Questions d'étude:
[1] Indiquez si chacune des affirmations suivantes concorde avec l'extrait sur la géopolitique africaine, en justifiant par les mots décisifs du texte. (a) Le ministère fédéral de la Défense doit être créé avant 2030. (b) Le siège permanent au Conseil de Sécurité serait occupé par le pays qui accueille les Nations Unies. (c) Le document juge suffisant l'octroi d'un siège à l'UA au sein du G20.
[2] Selon l'extrait sur la géopolitique africaine, quelle part de la population mondiale sera africaine d'ici 2050 ?
[3] Recopiez, s'il vous plaît, le passage de l'extrait sur la géopolitique africaine compris entre « Les conférenciers ont » et « sécurité de l'Afrique. », ces deux segments inclus.

Extrait du texte:

- - -

Les conférenciers ont également traité des « Manifestations populaires, Coup d'Etats militaires et Transitions politiques en Afrique de l'Ouest : la démocratie en question », « la nécessité de l'émergence d'une nouvelle Jeune Elite Africaine face aux défis du changement de paradigme géostratégique et de l'émergence du nouvel ordre mondial » pour finir avec « Recomposition géopolitique du Monde sous le regard impuissant de l'Afrique ». C'est dire l'importance de ce rapport. En effet, souligne le document, 2022 est une année décisive du grand basculement du monde, où l'émergence du nouvel ordre mondial et la multipolarité dans les relations internationales sont devenus irréversibles voire la norme. La concurrence des puissances traditionnelles et émergentes pour contrôler les ressources naturelles africaines constitue le principal défi pour la sécurité de l'Afrique.
Après avoir diagnostiqué tous les maux du continent et mettre en lumière les potentialités de l'Afrique, les rapporteurs n'ont pas manqué de noter que « l'émergence du Nouvel Ordre Mondial (NOM) fait basculer le monde dans une période d'incertitude géopolitique et d'affrontement géostratégique qui va augmenter la convoitise des ressources stratégiques, pour maintenir la puissance industrielle et son corollaire de déstabilisation anarchique ». Selon le document, « le grand défi du moment pour l'Afrique est de s'unir pour rassembler nos forces vers un objectif commun : créer l'Etat fédéral africain et réintroduire les valeurs démocratiques ancestrales pour faire face à l'avènement d'un monde multipolaire et porteur des dangers imprévisibles ». Un siège permanent au CS
En attendant, peut-on lire, la matérialité juridique de l'Etat fédéral, la mutualisation des moyens de la défense collective devient urgente avec la création avant 2030, d'un ministère fédéral de la Défense avec les structures hiérarchiques de commandement : Etat-major Général (Commandement stratégique) Etats-majors régionaux (transformation des Forces africaines en Attente (FAA) en commandement tactique) et Etats-majors nationaux (commandement opérationnel).
Dans les recommandations, les rapporteurs soulignent avec force que l'Afrique doit exiger un siège permanent au Conseil de Sécurité des Nations Unies pour défendre l'intérêt de 54 Etats sous peine de quitter cette organisation créée sans elle pendant la colonisation. Le pays qui assure la présidence tournante de l'Union Africaine occupera ce siège à New York. L'octroi d'un siège à l'UA au sein du G20 est un bon début, bien que non suffisant pour rééquilibrer la gouvernance mondiale. Enfin, les auteurs dudit document soulignent que d'ici 2050, 1 personne sur 4 sur terre sera africaine. « Cela propulse notre continent au rang de force géopolitique majeure pour façonner l'avenir du monde. Mais notre étroitesse de pensée collective la maintient au stade de néant géostratégique. D'où « nous appelons les dirigeants africains à sortir de la dialectique réaction-révolution pour privilégier une vision prospective de bâtir un Etat africain du 21ème siècle, avec une entité de gouvernance institutionnelle et stratégique, capable de faire face aux défis existentiels ». Leur appel sera-t-il entendu ? L'espoir est permis.

- - -

Données sources:
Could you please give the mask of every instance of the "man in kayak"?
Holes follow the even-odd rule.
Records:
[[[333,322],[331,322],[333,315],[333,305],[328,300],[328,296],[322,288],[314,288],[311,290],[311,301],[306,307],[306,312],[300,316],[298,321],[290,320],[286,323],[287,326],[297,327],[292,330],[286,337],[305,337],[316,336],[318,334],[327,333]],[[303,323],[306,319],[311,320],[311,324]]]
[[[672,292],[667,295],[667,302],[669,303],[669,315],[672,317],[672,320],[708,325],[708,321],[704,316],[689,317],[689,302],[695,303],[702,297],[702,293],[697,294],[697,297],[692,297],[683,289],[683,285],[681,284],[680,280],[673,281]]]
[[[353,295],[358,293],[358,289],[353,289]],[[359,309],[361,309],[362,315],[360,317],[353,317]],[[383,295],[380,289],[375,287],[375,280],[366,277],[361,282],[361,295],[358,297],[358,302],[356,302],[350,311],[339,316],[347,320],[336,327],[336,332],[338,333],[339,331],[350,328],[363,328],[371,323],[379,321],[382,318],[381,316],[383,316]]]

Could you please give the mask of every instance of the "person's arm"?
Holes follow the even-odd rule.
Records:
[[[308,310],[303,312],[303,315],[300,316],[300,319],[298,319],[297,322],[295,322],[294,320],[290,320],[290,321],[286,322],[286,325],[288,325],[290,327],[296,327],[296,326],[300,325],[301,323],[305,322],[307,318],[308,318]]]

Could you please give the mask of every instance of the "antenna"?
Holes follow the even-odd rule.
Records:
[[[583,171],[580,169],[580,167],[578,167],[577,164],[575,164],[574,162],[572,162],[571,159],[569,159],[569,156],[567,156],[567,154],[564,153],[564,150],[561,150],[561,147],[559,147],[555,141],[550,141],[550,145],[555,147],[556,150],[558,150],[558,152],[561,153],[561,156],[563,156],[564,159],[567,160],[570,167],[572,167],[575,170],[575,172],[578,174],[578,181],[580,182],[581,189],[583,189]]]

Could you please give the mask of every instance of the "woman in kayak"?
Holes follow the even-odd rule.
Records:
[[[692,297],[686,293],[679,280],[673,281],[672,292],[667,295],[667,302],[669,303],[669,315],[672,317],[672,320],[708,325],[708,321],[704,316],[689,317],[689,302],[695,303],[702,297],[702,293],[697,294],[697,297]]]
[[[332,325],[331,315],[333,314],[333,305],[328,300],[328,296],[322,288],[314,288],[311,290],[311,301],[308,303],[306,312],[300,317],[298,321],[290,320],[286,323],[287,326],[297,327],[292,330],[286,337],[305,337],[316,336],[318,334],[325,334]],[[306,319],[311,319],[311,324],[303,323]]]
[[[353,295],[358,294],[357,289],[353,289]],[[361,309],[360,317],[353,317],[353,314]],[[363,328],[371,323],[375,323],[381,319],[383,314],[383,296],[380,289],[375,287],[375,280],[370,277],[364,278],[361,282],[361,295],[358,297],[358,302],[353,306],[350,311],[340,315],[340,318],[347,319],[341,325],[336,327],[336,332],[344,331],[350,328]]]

- - -

Corrigé:
[1]
(a) Oui : « avec la création avant 2030, d'un ministère fédéral de la Défense »
(b) Non : « Le pays qui assure la présidence tournante de l'Union Africaine occupera ce siège à New York. »
(c) Non : « bien que non suffisant pour rééquilibrer la gouvernance mondiale »

[2] Une personne sur quatre.

[3]
Les conférenciers ont également traité des « Manifestations populaires, Coup d'Etats militaires et Transitions politiques en Afrique de l'Ouest : la démocratie en question », « la nécessité de l'émergence d'une nouvelle Jeune Elite Africaine face aux défis du changement de paradigme géostratégique et de l'émergence du nouvel ordre mondial » pour finir avec « Recomposition géopolitique du Monde sous le regard impuissant de l'Afrique ». C'est dire l'importance de ce rapport. En effet, souligne le document, 2022 est une année décisive du grand basculement du monde, où l'émergence du nouvel ordre mondial et la multipolarité dans les relations internationales sont devenus irréversibles voire la norme. La concurrence des puissances traditionnelles et émergentes pour contrôler les ressources naturelles africaines constitue le principal défi pour la sécurité de l'Afrique.